* [Data to use]:
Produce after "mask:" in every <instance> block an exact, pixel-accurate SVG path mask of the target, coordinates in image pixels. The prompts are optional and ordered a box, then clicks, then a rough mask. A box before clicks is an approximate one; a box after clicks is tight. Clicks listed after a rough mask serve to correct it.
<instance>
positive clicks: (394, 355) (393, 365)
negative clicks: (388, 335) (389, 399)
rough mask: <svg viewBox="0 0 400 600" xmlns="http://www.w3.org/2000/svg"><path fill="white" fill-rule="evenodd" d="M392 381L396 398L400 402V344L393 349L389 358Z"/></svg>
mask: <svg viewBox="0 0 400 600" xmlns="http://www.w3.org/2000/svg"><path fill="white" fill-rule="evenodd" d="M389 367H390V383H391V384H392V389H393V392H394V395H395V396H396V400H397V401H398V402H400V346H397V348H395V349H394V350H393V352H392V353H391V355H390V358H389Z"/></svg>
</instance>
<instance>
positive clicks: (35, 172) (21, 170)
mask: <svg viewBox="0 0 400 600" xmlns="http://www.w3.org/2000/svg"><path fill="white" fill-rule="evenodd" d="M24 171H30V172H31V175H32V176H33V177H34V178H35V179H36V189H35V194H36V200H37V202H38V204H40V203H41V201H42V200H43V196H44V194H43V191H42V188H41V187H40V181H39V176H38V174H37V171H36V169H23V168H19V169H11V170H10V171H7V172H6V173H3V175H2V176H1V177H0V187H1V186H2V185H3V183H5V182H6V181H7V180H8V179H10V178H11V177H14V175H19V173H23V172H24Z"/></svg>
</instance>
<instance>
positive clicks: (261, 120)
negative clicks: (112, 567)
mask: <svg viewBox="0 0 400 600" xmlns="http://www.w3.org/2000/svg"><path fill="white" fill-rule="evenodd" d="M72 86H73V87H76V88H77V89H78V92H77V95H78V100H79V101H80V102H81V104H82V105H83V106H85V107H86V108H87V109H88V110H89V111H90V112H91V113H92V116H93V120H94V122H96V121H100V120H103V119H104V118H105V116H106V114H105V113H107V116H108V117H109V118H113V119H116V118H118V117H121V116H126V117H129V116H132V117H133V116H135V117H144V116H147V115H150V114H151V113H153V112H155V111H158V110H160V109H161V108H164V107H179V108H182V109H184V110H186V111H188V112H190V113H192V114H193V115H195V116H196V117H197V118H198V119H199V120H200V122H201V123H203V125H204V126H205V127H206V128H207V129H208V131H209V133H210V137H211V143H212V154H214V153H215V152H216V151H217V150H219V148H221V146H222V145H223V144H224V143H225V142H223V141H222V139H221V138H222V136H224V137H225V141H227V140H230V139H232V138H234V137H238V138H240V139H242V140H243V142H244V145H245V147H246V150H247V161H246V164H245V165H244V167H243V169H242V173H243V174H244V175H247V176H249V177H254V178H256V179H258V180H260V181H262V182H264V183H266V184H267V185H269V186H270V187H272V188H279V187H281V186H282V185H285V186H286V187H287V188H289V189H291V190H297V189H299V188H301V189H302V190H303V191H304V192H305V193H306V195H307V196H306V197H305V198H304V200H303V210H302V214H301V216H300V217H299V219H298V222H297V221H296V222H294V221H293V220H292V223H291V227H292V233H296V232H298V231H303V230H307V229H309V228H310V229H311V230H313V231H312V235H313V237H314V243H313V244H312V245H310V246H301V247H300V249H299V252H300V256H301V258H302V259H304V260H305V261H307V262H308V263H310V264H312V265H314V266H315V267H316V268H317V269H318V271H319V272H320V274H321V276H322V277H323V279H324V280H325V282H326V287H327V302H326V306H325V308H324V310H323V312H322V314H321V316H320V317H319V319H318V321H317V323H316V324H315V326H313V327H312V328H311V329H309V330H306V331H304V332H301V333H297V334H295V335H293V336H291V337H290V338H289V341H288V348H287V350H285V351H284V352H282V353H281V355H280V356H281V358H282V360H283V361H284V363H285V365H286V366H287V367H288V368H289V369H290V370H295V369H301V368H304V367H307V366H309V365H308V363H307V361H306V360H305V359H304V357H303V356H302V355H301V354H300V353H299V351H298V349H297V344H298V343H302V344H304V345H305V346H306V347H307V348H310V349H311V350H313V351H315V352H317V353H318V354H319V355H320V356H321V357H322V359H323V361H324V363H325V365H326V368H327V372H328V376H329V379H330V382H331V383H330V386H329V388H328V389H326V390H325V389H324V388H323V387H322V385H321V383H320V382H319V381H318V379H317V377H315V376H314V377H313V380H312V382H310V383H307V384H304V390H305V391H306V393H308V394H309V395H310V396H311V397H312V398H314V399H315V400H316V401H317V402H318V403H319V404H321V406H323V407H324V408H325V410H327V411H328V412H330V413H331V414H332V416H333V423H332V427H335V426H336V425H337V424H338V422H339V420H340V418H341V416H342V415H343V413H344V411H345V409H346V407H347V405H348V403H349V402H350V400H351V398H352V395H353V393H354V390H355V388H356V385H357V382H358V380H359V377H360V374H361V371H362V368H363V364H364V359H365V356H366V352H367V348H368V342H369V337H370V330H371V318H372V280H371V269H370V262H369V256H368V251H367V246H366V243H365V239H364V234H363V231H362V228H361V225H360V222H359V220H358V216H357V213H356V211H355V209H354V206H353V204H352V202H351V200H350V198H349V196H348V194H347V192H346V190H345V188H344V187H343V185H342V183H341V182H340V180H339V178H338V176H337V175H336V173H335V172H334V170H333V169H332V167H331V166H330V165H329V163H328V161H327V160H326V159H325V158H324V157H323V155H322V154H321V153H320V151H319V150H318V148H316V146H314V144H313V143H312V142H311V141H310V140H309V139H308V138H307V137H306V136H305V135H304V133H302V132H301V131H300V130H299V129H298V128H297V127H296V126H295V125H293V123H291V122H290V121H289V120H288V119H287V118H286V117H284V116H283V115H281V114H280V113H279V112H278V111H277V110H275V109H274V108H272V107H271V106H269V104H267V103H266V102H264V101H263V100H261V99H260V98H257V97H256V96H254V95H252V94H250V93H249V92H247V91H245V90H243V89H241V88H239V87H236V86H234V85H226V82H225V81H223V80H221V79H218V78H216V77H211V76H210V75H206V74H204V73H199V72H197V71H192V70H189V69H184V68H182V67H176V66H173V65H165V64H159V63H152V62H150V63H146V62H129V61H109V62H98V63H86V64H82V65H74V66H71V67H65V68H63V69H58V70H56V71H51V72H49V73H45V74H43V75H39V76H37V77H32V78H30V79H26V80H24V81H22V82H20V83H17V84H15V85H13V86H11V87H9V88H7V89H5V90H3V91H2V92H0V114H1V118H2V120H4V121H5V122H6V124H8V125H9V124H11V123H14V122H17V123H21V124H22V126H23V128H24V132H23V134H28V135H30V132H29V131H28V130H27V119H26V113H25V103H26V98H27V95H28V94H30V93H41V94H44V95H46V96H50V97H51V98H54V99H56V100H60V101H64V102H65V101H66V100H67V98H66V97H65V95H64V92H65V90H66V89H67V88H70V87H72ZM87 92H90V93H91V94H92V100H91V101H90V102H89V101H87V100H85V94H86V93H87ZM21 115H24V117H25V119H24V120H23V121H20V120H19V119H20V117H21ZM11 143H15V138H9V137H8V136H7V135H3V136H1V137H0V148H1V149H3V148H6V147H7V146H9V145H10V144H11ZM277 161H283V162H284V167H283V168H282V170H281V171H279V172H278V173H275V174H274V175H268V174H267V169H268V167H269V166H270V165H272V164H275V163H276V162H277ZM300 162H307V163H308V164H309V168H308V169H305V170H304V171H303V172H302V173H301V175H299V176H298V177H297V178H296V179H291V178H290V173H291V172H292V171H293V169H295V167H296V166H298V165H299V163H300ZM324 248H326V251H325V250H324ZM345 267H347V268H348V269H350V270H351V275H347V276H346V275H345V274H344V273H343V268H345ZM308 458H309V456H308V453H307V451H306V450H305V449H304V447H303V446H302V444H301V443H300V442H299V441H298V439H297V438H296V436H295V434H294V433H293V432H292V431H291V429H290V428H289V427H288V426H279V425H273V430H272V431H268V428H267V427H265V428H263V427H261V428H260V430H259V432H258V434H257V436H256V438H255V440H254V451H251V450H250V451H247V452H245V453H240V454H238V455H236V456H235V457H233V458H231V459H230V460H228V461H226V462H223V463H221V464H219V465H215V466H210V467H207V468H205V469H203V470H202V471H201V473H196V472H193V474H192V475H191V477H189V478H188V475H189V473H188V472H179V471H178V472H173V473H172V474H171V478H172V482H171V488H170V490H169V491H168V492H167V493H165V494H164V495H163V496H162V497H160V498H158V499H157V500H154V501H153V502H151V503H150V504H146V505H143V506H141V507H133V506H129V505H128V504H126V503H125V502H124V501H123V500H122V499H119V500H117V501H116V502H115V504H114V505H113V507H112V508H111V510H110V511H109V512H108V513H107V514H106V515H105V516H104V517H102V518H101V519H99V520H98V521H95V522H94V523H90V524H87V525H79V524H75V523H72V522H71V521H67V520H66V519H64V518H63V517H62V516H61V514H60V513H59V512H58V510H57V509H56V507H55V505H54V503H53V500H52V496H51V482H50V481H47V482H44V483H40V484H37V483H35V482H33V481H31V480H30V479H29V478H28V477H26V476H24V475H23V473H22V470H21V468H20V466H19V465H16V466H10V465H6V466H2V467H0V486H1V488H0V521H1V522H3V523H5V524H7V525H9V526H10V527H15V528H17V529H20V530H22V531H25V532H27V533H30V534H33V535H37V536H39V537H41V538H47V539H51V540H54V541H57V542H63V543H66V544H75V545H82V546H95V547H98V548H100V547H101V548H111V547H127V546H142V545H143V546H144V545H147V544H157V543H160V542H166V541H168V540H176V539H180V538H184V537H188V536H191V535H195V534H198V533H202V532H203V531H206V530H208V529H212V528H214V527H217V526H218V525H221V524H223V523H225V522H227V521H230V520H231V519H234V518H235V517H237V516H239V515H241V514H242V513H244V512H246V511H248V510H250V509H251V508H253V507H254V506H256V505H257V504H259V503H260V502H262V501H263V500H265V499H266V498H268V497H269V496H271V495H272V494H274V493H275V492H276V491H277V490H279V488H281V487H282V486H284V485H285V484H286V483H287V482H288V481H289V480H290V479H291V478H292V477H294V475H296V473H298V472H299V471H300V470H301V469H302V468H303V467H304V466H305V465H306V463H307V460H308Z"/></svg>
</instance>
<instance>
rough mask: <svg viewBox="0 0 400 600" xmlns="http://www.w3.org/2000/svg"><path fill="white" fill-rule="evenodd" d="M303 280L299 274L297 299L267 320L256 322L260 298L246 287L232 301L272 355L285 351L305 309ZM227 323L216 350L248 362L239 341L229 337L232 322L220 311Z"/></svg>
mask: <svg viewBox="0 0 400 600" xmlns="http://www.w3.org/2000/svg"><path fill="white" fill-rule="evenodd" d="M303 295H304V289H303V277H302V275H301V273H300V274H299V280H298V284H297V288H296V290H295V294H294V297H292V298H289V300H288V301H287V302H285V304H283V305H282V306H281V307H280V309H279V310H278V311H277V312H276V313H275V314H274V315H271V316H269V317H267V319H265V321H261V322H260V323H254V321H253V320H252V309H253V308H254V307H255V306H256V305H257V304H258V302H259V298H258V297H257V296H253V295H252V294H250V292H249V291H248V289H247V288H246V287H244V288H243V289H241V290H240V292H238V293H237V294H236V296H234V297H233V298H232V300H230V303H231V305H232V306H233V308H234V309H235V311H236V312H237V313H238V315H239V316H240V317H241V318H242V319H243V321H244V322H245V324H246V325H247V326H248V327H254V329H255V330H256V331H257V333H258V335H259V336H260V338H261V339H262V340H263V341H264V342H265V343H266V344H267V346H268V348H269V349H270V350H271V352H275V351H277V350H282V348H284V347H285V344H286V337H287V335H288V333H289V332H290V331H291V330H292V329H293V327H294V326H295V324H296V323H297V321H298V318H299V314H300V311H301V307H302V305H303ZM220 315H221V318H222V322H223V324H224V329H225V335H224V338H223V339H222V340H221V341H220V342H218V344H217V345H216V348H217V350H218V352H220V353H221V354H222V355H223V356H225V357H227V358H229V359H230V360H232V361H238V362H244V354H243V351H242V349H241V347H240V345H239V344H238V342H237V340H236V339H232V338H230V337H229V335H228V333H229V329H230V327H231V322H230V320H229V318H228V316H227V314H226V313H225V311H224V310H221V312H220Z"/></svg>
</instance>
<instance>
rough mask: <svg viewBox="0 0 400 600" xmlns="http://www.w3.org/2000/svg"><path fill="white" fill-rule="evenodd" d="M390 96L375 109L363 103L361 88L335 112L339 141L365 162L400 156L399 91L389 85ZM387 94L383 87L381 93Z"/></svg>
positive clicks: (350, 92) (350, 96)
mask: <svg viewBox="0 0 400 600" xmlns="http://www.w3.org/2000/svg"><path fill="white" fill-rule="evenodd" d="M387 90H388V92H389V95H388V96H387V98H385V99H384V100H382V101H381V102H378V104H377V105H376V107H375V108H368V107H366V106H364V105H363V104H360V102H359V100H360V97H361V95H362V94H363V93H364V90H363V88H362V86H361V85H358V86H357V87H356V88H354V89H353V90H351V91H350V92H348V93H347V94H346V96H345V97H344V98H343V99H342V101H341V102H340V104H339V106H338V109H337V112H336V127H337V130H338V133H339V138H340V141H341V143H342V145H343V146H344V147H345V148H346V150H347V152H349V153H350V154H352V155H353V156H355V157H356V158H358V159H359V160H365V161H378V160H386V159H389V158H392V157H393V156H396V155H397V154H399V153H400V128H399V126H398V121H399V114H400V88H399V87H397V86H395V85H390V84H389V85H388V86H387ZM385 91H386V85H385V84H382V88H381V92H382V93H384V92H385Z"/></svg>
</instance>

* [Assigned task]: Gather every line from the records above that contains the word "negative", and list them in the order they appear.

* [Exercise answer]:
negative clicks: (388, 335) (389, 399)
negative clicks: (112, 567)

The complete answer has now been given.